_TASK DESCRIPTION:_ Pull out every line of the listing below that contains the string "horse". Copy each of those lines unchanged.

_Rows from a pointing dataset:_
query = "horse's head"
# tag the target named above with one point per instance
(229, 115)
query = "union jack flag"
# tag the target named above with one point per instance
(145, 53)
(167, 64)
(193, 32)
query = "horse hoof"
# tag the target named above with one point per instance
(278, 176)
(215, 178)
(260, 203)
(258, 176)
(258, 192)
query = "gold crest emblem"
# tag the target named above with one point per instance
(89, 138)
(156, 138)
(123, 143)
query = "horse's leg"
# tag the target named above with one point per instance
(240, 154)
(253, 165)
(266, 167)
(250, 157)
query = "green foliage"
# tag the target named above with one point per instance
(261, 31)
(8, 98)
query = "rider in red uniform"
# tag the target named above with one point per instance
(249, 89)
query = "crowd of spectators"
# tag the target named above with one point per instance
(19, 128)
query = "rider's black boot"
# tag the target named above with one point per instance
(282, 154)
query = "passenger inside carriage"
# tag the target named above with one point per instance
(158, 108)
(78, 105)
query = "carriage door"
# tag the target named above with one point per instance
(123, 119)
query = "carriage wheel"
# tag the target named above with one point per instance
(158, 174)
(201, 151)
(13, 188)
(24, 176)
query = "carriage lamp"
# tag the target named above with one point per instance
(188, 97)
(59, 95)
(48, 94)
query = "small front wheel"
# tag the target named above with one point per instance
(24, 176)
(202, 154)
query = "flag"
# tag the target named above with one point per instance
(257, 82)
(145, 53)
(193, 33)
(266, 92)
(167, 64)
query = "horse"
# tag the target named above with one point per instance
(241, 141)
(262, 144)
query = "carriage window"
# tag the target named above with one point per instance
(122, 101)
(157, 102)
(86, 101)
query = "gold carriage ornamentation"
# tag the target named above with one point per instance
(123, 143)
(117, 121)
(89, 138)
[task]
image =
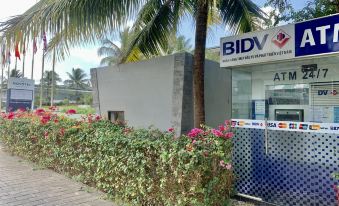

_REPLY TO THE TASK:_
query = "horse's head"
query = "horse hoof"
query = "horse's leg"
query = "horse"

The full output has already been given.